• **Point-based annotation data**:
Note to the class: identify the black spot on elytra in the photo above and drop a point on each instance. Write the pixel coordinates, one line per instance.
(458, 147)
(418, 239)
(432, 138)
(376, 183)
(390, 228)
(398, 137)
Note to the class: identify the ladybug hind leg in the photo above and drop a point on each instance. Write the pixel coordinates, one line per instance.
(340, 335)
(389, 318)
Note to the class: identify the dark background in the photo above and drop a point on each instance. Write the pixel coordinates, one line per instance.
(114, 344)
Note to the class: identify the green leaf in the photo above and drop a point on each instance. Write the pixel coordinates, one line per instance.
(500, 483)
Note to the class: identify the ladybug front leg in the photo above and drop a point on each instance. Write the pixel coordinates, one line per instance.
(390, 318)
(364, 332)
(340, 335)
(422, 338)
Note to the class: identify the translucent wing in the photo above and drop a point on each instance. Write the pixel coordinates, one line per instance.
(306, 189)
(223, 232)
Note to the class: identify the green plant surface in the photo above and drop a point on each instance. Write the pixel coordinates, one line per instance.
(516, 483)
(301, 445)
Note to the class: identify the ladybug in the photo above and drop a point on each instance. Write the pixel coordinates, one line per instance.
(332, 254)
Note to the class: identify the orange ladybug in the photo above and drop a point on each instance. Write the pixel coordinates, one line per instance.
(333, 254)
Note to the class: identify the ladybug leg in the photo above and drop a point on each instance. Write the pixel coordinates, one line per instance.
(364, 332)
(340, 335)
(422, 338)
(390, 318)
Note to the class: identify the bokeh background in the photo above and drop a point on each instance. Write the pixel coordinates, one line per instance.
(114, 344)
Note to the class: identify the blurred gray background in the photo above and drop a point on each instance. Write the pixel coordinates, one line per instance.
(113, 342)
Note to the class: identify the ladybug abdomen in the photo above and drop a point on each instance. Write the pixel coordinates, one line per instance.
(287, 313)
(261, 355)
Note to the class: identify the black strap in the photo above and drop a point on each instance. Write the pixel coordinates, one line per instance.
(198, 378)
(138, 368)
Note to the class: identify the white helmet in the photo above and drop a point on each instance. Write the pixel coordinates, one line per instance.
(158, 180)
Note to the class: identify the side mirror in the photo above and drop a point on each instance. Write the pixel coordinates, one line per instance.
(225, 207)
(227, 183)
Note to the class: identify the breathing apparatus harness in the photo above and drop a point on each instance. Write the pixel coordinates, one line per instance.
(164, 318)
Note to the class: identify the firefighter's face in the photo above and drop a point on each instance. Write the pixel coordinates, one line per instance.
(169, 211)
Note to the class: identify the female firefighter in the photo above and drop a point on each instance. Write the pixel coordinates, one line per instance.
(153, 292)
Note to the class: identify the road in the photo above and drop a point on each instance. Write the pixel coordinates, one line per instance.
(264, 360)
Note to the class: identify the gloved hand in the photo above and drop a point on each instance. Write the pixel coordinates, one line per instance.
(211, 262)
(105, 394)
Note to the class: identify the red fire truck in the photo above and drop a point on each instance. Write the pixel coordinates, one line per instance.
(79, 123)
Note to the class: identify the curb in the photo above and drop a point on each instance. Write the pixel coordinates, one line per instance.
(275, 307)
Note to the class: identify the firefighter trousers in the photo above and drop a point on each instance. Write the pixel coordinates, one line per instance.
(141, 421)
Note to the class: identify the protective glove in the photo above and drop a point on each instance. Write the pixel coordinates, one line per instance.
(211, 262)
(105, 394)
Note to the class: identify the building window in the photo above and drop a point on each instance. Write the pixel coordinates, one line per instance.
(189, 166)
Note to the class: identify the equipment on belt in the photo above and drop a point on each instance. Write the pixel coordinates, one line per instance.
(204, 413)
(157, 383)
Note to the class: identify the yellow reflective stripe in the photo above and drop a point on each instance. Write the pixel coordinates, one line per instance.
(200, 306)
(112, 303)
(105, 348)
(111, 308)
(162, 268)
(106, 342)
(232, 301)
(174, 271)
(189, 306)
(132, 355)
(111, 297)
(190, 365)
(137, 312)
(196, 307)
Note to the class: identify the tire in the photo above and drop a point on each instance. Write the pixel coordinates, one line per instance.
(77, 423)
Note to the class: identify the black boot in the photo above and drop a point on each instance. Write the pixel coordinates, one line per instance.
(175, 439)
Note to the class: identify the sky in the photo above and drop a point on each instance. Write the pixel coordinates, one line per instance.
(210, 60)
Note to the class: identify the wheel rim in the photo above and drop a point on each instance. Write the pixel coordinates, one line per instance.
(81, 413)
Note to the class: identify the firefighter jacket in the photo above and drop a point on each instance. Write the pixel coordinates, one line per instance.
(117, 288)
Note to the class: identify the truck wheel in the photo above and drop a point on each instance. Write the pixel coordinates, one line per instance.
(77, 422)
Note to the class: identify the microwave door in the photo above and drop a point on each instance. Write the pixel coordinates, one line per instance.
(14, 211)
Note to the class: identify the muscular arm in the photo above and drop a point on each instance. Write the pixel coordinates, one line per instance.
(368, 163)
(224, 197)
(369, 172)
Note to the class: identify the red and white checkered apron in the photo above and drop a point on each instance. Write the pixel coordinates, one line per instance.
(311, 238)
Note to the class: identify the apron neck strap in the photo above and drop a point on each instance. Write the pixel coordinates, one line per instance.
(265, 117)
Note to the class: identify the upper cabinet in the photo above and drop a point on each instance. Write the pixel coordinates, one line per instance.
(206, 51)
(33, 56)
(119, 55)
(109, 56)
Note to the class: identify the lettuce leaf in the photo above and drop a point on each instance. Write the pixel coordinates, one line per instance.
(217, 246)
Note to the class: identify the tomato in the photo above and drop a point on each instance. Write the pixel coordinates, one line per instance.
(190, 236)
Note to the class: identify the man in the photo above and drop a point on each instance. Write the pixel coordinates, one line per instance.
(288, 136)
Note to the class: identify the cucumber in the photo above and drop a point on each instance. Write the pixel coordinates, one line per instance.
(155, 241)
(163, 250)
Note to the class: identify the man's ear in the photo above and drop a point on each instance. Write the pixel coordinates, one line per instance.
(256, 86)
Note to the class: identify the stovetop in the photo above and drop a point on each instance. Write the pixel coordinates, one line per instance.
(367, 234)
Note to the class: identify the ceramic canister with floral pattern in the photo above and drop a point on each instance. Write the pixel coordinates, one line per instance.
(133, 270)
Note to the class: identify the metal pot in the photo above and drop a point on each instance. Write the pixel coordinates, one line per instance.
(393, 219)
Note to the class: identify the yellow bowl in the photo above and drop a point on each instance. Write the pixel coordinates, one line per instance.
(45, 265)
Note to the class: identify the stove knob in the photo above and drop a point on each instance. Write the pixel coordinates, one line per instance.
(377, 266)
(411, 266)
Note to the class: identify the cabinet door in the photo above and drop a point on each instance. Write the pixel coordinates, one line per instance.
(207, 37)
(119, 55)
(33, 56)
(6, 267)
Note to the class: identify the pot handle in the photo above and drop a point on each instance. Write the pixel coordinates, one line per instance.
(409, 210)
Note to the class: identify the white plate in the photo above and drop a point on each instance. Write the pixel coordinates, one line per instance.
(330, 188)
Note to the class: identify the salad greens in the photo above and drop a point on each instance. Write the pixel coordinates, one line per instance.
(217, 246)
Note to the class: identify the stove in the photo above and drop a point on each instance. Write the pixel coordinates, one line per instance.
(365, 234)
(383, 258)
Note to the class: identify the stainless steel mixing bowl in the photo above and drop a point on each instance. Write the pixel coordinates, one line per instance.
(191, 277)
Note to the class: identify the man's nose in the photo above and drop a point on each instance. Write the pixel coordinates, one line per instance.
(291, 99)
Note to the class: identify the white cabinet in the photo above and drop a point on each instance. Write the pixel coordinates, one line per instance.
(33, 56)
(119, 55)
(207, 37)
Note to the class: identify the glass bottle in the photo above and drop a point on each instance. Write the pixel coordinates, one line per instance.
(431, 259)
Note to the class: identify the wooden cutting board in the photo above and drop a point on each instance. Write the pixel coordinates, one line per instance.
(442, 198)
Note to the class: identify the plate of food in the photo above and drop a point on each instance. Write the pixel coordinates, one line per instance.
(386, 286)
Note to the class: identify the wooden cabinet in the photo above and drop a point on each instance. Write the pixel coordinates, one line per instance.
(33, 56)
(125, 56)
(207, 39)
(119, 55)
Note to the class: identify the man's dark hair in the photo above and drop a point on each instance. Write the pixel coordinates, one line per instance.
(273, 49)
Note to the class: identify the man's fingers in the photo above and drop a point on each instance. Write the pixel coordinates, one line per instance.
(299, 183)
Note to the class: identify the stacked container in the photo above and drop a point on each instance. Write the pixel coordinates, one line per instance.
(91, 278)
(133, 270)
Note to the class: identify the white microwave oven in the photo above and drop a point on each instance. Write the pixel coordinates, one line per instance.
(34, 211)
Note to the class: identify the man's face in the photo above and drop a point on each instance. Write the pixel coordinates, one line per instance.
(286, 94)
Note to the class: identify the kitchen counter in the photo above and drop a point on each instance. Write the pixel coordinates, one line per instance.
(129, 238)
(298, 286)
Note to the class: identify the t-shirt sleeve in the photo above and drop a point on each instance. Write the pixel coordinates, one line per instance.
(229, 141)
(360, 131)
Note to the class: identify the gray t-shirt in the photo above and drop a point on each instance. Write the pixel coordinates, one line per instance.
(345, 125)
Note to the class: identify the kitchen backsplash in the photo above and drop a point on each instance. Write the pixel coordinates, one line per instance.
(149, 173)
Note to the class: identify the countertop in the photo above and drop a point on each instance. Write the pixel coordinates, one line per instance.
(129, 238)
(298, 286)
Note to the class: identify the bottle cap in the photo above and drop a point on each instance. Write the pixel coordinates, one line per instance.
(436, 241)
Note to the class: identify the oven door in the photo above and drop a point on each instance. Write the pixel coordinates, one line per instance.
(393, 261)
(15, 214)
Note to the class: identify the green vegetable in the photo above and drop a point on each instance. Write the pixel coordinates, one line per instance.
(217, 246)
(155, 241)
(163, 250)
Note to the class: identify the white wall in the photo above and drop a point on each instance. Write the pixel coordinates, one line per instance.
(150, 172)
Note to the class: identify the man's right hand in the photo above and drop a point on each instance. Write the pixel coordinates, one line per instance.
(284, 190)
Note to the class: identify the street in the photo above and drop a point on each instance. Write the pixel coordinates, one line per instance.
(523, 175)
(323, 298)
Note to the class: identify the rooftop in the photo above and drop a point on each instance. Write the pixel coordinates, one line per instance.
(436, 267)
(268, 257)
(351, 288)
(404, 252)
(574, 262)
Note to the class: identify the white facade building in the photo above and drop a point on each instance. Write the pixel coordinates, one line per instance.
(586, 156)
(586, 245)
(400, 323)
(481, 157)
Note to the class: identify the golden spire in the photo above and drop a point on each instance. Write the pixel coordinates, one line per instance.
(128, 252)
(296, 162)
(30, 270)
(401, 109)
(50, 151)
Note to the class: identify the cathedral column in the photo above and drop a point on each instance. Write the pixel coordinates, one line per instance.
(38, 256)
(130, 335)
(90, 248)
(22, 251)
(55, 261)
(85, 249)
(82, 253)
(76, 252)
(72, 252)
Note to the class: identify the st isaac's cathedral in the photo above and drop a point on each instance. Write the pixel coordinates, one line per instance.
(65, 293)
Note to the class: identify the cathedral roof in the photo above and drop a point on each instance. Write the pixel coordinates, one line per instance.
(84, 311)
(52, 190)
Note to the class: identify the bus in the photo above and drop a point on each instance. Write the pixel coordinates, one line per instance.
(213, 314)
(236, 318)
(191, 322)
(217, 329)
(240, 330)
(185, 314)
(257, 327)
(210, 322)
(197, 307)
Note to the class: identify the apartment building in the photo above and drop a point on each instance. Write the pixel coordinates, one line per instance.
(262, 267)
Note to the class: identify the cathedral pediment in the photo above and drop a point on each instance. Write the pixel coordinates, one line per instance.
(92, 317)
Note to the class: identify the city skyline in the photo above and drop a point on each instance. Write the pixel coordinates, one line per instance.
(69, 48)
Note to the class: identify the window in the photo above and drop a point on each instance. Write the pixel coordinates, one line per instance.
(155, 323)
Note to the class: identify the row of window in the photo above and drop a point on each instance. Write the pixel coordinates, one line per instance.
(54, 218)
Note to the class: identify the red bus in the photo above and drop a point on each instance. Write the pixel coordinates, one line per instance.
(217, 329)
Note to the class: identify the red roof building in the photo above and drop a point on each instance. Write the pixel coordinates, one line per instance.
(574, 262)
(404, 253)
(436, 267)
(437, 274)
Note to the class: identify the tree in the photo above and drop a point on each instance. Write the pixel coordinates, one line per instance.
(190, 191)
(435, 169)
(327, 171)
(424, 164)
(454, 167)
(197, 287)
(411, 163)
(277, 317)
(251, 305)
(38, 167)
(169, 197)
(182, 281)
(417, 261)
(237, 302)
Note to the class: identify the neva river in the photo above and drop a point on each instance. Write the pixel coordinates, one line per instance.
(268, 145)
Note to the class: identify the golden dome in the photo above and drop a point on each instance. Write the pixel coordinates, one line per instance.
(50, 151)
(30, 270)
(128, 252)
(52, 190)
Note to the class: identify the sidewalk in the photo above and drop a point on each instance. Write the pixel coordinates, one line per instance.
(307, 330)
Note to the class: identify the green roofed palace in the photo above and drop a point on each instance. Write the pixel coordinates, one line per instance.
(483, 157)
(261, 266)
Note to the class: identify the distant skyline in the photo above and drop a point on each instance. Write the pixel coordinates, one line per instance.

• **Exercise task**: Your task is to transcribe the line containing "Note to the class: identify the neva" and every line after it, through the last line of the data, exactly as written and with nothing more.

• **Output for this task**:
Note to the class: identify the neva river in the photo above and drop a point on each instance. Write the pixel coordinates, one line per instance.
(268, 145)
Note to the class: identify the golden dome in the photo above and drop a point on each instance. Write the pixel coordinates, one line per instance.
(50, 151)
(30, 270)
(128, 252)
(52, 190)
Note to the class: identify the sidewalk in the photo above and drop a point on each instance. Write the pixel coordinates, one line per instance.
(307, 330)
Note to the class: identify the green roofed palace in the photo above and drop a point on each instance. Write the pixel coordinates, one line per instance.
(483, 157)
(261, 266)
Note to the class: identify the distant skyline in the photo above and drop a point on each instance. Write the pixel coordinates, one line per instance.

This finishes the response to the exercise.